What the task asks → Copy out all of the material, matching it word for word.

— begin Data listing —

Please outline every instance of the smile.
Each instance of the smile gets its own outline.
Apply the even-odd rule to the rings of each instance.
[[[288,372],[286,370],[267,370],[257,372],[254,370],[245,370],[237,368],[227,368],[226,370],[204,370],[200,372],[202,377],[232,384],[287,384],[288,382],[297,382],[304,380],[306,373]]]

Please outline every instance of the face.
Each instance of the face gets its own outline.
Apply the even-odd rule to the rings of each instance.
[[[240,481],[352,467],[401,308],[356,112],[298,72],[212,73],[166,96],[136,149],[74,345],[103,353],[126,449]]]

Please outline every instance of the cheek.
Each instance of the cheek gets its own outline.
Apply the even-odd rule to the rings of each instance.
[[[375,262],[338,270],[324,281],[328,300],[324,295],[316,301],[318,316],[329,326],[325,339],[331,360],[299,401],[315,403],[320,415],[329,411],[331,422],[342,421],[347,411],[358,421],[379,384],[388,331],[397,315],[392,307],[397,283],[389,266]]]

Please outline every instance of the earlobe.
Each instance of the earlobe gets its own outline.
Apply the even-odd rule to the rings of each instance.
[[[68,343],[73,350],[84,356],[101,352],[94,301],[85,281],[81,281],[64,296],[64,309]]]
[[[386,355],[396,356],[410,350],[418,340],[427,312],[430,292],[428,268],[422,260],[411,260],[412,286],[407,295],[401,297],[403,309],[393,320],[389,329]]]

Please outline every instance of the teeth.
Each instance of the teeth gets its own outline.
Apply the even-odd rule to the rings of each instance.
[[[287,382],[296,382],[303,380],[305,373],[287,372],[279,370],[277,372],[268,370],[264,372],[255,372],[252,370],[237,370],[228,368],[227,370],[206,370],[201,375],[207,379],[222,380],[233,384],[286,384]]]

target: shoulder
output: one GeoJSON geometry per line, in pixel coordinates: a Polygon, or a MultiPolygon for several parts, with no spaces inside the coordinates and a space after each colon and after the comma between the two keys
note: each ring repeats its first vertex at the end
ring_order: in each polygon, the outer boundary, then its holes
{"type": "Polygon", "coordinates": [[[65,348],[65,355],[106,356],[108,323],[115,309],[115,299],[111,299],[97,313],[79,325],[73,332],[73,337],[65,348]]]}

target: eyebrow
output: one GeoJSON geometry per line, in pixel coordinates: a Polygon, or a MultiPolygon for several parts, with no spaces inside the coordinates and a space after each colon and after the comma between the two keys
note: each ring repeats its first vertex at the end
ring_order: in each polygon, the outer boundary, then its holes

— end Data listing —

Written solution →
Please outline every instance of the smile.
Each instance of the smile gets its own outline.
Apply the even-odd rule to the rings of each instance.
[[[288,372],[286,370],[267,370],[257,372],[254,370],[245,370],[237,368],[227,368],[226,370],[204,370],[200,372],[202,377],[232,384],[287,384],[288,382],[297,382],[304,380],[306,373]]]

Please outline every instance of the face.
Each instance of the face gets its own outline.
Apply the even-odd rule to the rings of each instance.
[[[240,481],[352,467],[401,308],[356,112],[298,72],[212,73],[166,96],[136,149],[74,345],[103,353],[126,449]]]

Please outline every instance of the cheek.
Each instance of the cheek gets its own outline.
Apply the even-odd rule to the rings of each instance.
[[[375,262],[338,270],[324,281],[328,300],[324,295],[316,301],[318,316],[329,326],[325,339],[331,360],[299,401],[315,403],[320,415],[329,411],[331,422],[342,421],[347,411],[358,421],[379,384],[388,331],[397,315],[392,307],[397,283],[389,266]]]

Please outline every instance of the earlobe.
Each instance of the earlobe gets its own outline.
Apply the even-odd rule to the rings of each instance.
[[[68,343],[73,350],[84,356],[101,352],[94,301],[85,281],[81,281],[64,296],[64,309]]]
[[[386,355],[396,356],[410,350],[418,340],[427,312],[430,292],[428,268],[422,260],[411,260],[412,286],[407,295],[401,297],[403,309],[393,320],[389,329]]]

Please outline every instance of the teeth.
Each instance of the teeth gets its own outline.
Apply the even-odd rule to the rings of each instance.
[[[287,382],[296,382],[303,380],[305,373],[287,372],[279,370],[277,372],[268,370],[264,372],[255,372],[252,370],[237,370],[228,368],[227,370],[206,370],[201,375],[207,379],[222,380],[233,384],[286,384]]]

target: shoulder
output: one GeoJSON geometry per line, in pixel coordinates: a Polygon, or a MultiPolygon for several parts, with no spaces inside the coordinates and a space after each colon and after the comma between the two keys
note: each ring repeats its first vertex at the end
ring_order: in each polygon, the outer boundary, then its holes
{"type": "Polygon", "coordinates": [[[65,348],[65,355],[106,356],[108,323],[115,309],[115,299],[111,299],[97,313],[79,325],[73,332],[73,337],[65,348]]]}

target: eyebrow
output: one GeoJSON geometry per line, in pixel coordinates: a Polygon, or a MultiPolygon for several parts, with no spaces inside the coordinates and a space after each colon and after the comma between the two keys
note: each ring repeats its first vertex at the end
ring_order: in each polygon, the outer boundary, then its holes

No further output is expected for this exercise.